-- 本文 --

::::::::

歴史の浅い米国は、「邪悪な日独枢軸国を破壊し、民主化によって世界トップの経済モデル国家にした」という、愚かな自負心を拠り所に,中南米、ベトナム、アフガニスタン、イラク、……を「破壊」し「米国流イデオロギー」を押付けた。しかし、日本・ドイツの実態は、戦前の社会共同体(集産主義)の上に「米国流」という建前を被せただけで、自力復興する高度な潜在力まで失ってはいなかった。一方、イスラーム世界もまた、広い血縁関係によって強固に団結した「ムスリム共同体(ウンマ)」という集産主義を維持していたものの、日本・ドイツほど自力復興の力を持ち合わせていなかった。
著者は、西暦622年前後に、預言者ムハンマドを暗殺者から守り、遷都ヒジュラを助けたとされるアンサーリー(援助者の意)の名家出身で、米国歴史教科書編纂者である。9.11テロ以降、欧米が著者達ムスリムのアイデンティティを貶めたことにより、その怒りが過激なイスラーム原理主義を呼び覚ましたと主張している。「口伝承」「記憶」「記録」を集大成し、著者の哲学解釈を交えながら、廃れたアイデンティティの復活を全世界へ宣言するつもりだったのだが、以下4点の濃厚な「イスラーム社会混乱史」を描くことになった。
【宗教軍事集団】ジハードは、皇族神道・村神道を信じ、祖国のために命がけの戦闘を挑んだ大日本帝国軍と同じか?
イスラームとは、アラピア語で、神に「服従」する意味であり、信者は、①神の代わりに労働をする存在、②労働により得た収入や物資の一部を神(預言者)に捧げなければならない。ユダヤ教と、その分流であるイスラーム教に共通するこの掟は、共同体を軍隊に徴兵するアラブ商人の頭目にとって都合が良かった。聖典クルアーンを絶対の法律とし、犯す者・汚す者には容赦の無い刑かまたは死による償いを求め、命を懸けて戦わせた。最高指導者「カリフ」は、統率する共同体「ウンマ」を強者の宗教軍事集団に変え、暴力による宗教侵略を「正義」と正当化し(ジハード)、商売ネットワークを拡大させた。異教徒(異宗派)との闘争は、正義と正義の際限の無い卑劣な戦いになった(アサシン派暗殺集団)。1000年前に、皇族神道・村神道を信じ命がけの戦闘に挑んだ大日本帝国軍の幻想を見た思いだ。
【文明破壊の繰返し】王朝交替のたびに文明破壊を繰返した中国史「易姓革命」と同じか?
日本の権力闘争史と同様、イスラーム世界も、聖戦(異教・異宗派)→繁栄→腐敗⇒聖戦→繁栄→腐敗⇒……の宗教勢力闘争による文明破壊(混乱)を繰返した。「神に選ばれた聖職者が交代で信者を指導する」という思想は、成り上がり者の支配者(宗教指導者)を正当化できた。宗教軍事集団(僧兵)を「骨抜き」にした信長や、キリスト教を弾圧制限し神道と仏教を並存させた秀吉、家康のおかげで、宗教聖戦を食い止め比較的文明破壊を免れた日本と異なり、イスラーム世界史には、宗教集団の横暴に鉄槌を下す輩は現れず、宗教軍事集団を野放しにしてしまった。王朝交替のたびに文明破壊を繰返した中国史「易姓革命」と類似の世界観が見える。

::::::::

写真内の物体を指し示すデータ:
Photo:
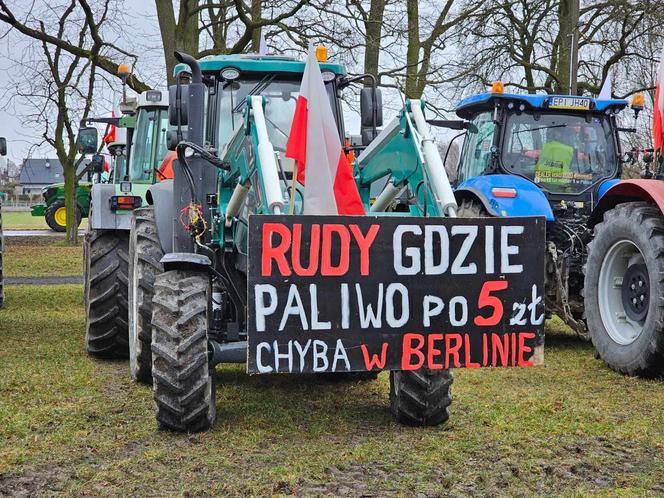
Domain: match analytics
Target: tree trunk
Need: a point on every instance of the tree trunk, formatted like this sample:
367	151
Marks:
71	183
373	29
181	35
413	50
566	67
256	12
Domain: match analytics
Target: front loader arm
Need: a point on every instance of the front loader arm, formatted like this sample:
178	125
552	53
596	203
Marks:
252	163
404	153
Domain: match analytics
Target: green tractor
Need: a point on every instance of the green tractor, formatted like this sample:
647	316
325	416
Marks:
188	277
3	152
111	205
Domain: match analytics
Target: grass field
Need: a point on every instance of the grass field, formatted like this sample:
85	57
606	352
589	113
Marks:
22	220
76	426
42	257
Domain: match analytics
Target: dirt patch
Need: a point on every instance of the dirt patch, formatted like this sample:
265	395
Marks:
594	464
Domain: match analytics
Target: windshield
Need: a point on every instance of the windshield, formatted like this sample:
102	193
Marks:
561	153
118	169
476	151
149	144
281	97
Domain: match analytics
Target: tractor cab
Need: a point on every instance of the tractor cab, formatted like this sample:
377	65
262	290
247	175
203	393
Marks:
148	140
231	79
566	146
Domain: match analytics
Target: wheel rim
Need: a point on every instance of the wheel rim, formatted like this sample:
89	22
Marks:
622	269
60	216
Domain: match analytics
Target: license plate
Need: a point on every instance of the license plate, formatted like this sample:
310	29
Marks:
571	103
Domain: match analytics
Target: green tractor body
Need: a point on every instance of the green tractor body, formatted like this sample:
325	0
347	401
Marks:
53	207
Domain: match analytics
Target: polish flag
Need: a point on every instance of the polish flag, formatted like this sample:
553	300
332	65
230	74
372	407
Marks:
315	146
658	110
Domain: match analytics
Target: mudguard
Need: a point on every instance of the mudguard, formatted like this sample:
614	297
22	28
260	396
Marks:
628	191
160	195
529	199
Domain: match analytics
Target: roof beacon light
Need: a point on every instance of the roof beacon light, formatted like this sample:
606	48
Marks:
638	101
321	53
498	87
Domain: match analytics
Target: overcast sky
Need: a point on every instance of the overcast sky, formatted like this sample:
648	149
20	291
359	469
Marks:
140	36
142	27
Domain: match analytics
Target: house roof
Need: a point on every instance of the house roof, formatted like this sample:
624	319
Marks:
35	171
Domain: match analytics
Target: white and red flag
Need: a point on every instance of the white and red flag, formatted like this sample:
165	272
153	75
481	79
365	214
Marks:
658	108
315	146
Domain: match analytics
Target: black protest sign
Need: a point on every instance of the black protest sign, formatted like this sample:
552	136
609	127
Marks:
354	293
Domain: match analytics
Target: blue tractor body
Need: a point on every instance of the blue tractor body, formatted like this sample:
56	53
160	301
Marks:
542	155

::::::::

-- 実施課題 --
1) イスラーム史についての書評のうち、「歴史の浅い米国は、「邪悪な日」から「挑んだ大日本帝国軍と同じか?」までの箇所を一字一句違えずに書き写してください。
2) イスラーム史についての書評を、最後の文の後から書き継いでください。
これらのデータは本件には一切関係しません。

-- 課題別回答 --
1)
歴史の浅い米国は、「邪悪な日独枢軸国を破壊し、民主化によって世界トップの経済モデル国家にした」という、愚かな自負心を拠り所に,中南米、ベトナム、アフガニスタン、イラク、……を「破壊」し「米国流イデオロギー」を押付けた。しかし、日本・ドイツの実態は、戦前の社会共同体(集産主義)の上に「米国流」という建前を被せただけで、自力復興する高度な潜在力まで失ってはいなかった。一方、イスラーム世界もまた、広い血縁関係によって強固に団結した「ムスリム共同体(ウンマ)」という集産主義を維持していたものの、日本・ドイツほど自力復興の力を持ち合わせていなかった。
著者は、西暦622年前後に、預言者ムハンマドを暗殺者から守り、遷都ヒジュラを助けたとされるアンサーリー(援助者の意)の名家出身で、米国歴史教科書編纂者である。9.11テロ以降、欧米が著者達ムスリムのアイデンティティを貶めたことにより、その怒りが過激なイスラーム原理主義を呼び覚ましたと主張している。「口伝承」「記憶」「記録」を集大成し、著者の哲学解釈を交えながら、廃れたアイデンティティの復活を全世界へ宣言するつもりだったのだが、以下4点の濃厚な「イスラーム社会混乱史」を描くことになった。
【宗教軍事集団】ジハードは、皇族神道・村神道を信じ、祖国のために命がけの戦闘を挑んだ大日本帝国軍と同じか?

2)
【ギリシャ文明放棄】12世紀「宗教閉塞哲学」が、ギリシャ文明遺産を放棄。代わって西欧が相続しルネサンスを開花
11世紀から12世紀、十字軍遠征、モンゴル侵略により、要衝小アジア・中東を越えて、西欧、地中海、中近東、インド、中華にまたがる文明と商流の壮大なネットワークが形成された。その頃、スンナ派最高神学者「ガザーリー」は、聖典クルアーンと矛盾する結論に達した数学や自然科学を不要と切り捨てた。イスラ-ム帝国アッバス朝が所有するアラビア語のギリシャ図書は放棄され、この時からイスラーム文明が停滞することになった。皮肉なことに、キリスト教による戦乱や宗教焚書でギリシャ図書を失い、文明が停滞していた西洋が、アラビア語ギリシャ図書をラテン語へ翻訳し流布したことで、イスラーム世界に代わって、ルネサンス文明開花、宗教革命が興り、科学技術の革新を迎えた。
【イスラーム分裂】米国流民主化(個人主義)は、ムスリム共同体を個人レベルに分解した。
9.11テロ以降、個人の権利を最優先とする軽薄な欧米流「民主化(世俗化・個人主義)」の押付けが、米国より遥かに長い歴史の流れの中で脈々と受け継がれてきた共同体の尊厳を、「民主主義」という薄っぺらなラップで覆い隠し、低俗な個人レベルの社会に粉砕した。そして、彼らのアイデンティティを貶めた怒りが、過激なイスラーム原理主義を呼び覚ましてしまった。現在、いくつかの惨めな敗北の歴史を辿るうちに、
①「ムスリム共同体」守護の原理主義を貫く闘争か、
②「個人資本主義(世俗化)」による贅沢もやむなし
か、両者対立の破滅的混乱に陷った。分裂した両者とは、イラク/ユーフラテス川を境界に、①東のペルシャ(シーア派)と②西のアラブ(スンナ派)である。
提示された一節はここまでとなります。